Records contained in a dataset

####

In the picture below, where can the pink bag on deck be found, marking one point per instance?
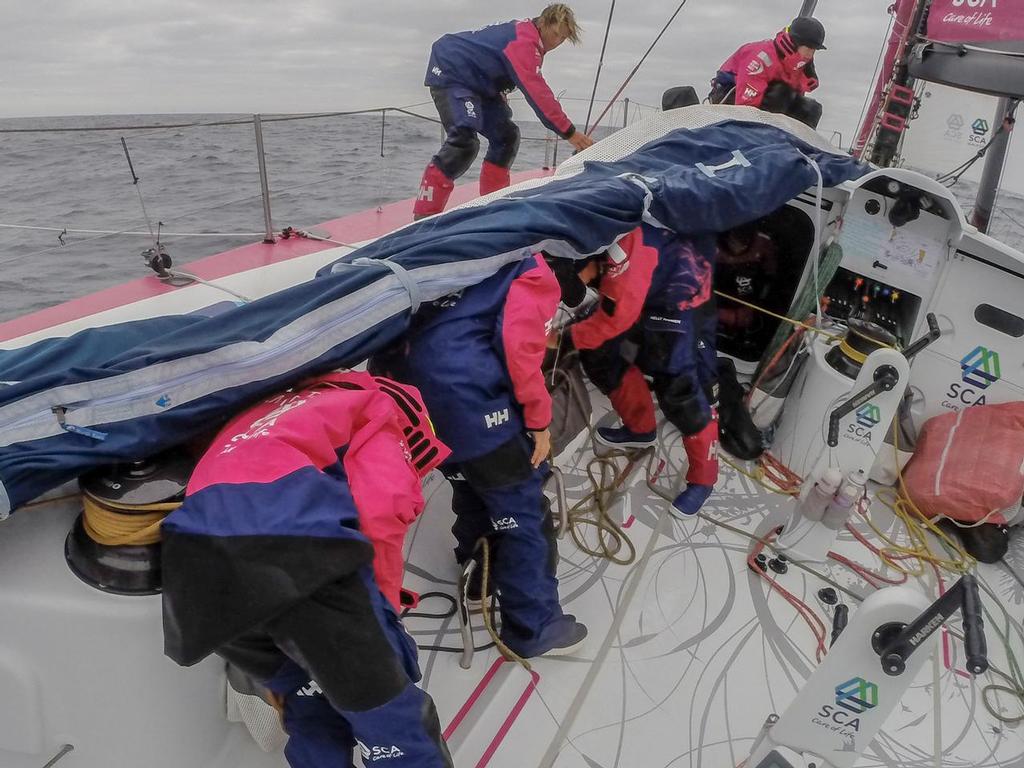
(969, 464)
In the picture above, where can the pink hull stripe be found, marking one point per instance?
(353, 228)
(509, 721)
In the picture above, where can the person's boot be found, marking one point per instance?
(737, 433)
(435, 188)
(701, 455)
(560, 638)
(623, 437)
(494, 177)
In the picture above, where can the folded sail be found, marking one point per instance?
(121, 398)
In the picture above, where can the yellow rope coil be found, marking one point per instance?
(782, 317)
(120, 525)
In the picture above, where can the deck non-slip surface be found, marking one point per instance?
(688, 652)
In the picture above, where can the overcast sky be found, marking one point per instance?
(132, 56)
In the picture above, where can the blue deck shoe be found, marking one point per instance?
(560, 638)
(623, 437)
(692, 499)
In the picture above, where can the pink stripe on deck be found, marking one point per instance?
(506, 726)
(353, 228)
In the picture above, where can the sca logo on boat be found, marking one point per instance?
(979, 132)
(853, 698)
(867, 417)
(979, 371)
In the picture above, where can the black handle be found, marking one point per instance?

####

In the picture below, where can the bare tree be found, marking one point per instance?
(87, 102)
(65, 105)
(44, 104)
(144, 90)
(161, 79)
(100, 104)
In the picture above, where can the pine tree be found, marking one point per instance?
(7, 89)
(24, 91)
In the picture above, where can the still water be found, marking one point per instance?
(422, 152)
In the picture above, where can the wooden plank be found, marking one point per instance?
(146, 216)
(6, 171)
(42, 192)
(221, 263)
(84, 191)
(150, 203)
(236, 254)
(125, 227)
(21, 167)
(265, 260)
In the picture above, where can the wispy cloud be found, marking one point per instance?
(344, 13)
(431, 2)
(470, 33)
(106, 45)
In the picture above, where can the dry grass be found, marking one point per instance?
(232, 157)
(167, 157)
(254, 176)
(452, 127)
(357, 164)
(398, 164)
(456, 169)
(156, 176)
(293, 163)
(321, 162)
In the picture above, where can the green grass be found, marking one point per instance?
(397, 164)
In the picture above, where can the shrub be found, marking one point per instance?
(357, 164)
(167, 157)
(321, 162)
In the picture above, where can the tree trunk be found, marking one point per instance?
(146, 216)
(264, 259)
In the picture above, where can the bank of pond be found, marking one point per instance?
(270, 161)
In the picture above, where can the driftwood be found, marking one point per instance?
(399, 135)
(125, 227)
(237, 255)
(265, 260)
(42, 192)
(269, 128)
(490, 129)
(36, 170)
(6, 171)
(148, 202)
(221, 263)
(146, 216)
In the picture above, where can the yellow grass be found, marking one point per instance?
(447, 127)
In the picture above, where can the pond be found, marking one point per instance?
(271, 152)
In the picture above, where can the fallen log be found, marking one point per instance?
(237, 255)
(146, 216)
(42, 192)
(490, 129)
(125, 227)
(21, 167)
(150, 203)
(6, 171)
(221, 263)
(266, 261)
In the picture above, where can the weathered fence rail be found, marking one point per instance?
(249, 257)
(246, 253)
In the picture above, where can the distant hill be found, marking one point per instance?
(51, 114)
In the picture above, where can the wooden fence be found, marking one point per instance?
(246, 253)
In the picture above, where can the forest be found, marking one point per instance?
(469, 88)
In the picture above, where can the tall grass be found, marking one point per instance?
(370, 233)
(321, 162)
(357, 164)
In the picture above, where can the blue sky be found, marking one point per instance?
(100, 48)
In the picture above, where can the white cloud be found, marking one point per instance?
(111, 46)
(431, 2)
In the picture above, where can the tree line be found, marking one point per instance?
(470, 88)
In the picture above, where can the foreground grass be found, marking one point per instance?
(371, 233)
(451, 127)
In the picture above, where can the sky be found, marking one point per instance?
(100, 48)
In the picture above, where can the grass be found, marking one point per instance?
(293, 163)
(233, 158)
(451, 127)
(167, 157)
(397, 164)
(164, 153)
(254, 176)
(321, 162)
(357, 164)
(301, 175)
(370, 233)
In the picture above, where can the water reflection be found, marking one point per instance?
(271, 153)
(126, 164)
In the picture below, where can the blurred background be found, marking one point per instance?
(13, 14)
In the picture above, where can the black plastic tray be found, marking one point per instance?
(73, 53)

####

Your task for the entries above: copy exactly the span starting with the line with "In the picture above, where can the person's" and going on through the line with "In the picture above, where can the black handle", both lines included, and nothing else.

Task answer —
In the picture above, where can the person's boot be found, marking one point per instance?
(737, 433)
(435, 188)
(701, 455)
(560, 638)
(623, 437)
(494, 177)
In the picture above, where can the folded sail be found, marking one point per instance?
(121, 398)
In the picture above, where can the yellow rope coil be found, marking one point per instance?
(782, 317)
(120, 525)
In the picture above, where can the deck non-slip surface be found, marking one point per instance?
(688, 652)
In the picture above, where can the overcast sky be found, marking one point per instance?
(132, 56)
In the picture above, where can the blue deck shoe be found, marking one point per instance?
(560, 638)
(623, 437)
(692, 499)
In the picture above, where can the pink stripe on deck be found, marking one point per instance?
(506, 726)
(353, 228)
In the picture above, where can the sca logo on boat be found, marking one point per instance?
(979, 132)
(853, 698)
(867, 417)
(979, 371)
In the picture above, where can the black handle be found, marking one point per instance?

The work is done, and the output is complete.